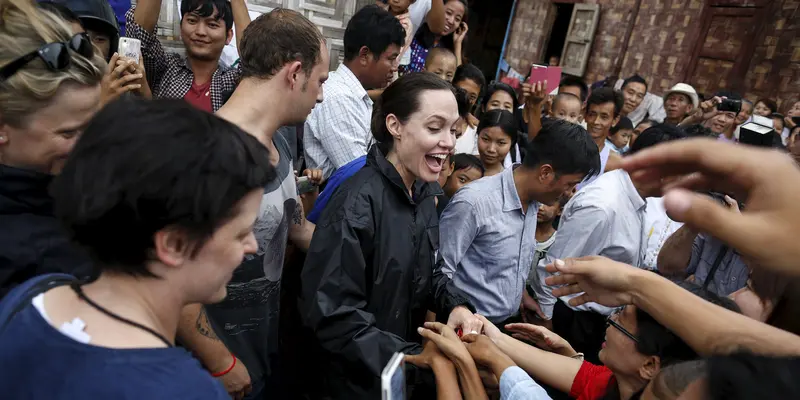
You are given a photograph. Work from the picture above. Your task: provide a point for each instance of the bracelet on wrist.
(229, 369)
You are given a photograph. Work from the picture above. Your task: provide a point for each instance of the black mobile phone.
(729, 105)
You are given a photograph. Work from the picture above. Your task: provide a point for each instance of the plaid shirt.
(170, 75)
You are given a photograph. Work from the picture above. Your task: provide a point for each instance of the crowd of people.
(175, 227)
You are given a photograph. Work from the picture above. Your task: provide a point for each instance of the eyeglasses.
(55, 55)
(610, 321)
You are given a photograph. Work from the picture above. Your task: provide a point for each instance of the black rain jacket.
(369, 279)
(32, 241)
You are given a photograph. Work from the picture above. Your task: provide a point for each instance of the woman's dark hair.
(501, 119)
(426, 38)
(205, 9)
(131, 177)
(769, 103)
(463, 161)
(401, 99)
(469, 72)
(657, 134)
(61, 10)
(496, 87)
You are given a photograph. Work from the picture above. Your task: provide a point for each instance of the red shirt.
(591, 382)
(200, 96)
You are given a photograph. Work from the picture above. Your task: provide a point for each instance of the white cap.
(684, 89)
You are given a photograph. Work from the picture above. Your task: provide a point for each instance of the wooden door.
(579, 38)
(725, 44)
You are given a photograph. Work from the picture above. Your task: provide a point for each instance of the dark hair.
(61, 10)
(656, 340)
(657, 134)
(133, 179)
(466, 161)
(636, 78)
(698, 130)
(606, 95)
(769, 103)
(673, 380)
(401, 99)
(748, 376)
(624, 123)
(496, 87)
(426, 38)
(205, 9)
(277, 38)
(566, 146)
(502, 119)
(574, 81)
(462, 99)
(439, 52)
(374, 28)
(469, 72)
(564, 96)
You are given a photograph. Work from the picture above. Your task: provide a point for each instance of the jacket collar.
(24, 191)
(422, 190)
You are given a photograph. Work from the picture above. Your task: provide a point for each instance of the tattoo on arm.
(204, 325)
(297, 216)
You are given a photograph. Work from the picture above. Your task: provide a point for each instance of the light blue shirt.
(488, 244)
(606, 218)
(515, 384)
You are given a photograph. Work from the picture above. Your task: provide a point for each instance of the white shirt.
(338, 129)
(658, 227)
(418, 11)
(606, 219)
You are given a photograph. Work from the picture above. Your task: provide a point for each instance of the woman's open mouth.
(435, 161)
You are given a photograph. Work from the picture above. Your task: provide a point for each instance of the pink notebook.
(552, 75)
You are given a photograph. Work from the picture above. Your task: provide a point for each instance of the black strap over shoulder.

+---+

#### What you will do
Increase every number in the point coordinates by 75, and write out again every line from the one containing "tattoo on arm." through the end of the items, including the requests. Both ends are included.

#### Task response
You are given a photograph. Work from the picture above. Your task: provide a point for each instance of the tattoo on arm.
(279, 400)
(372, 291)
You are given a photograph. Work from the picture above. Your task: provide a point for each instance of the light blue shirt.
(563, 319)
(681, 293)
(590, 459)
You are given a photograph. Work from the picture above. Your task: provide a point for each instance of the white shirt.
(413, 204)
(733, 302)
(493, 86)
(681, 294)
You are given a photograph. Work from the picture above. Your task: provide a point for each instance of the woman's open mouth.
(510, 236)
You are given a photograph. Work from the picture above. Your task: provide a point for each instance of the pink notebook.
(627, 150)
You are given a photograph. Work from the picture above. Your task: provide a point for each instance of the black strap over shoulder.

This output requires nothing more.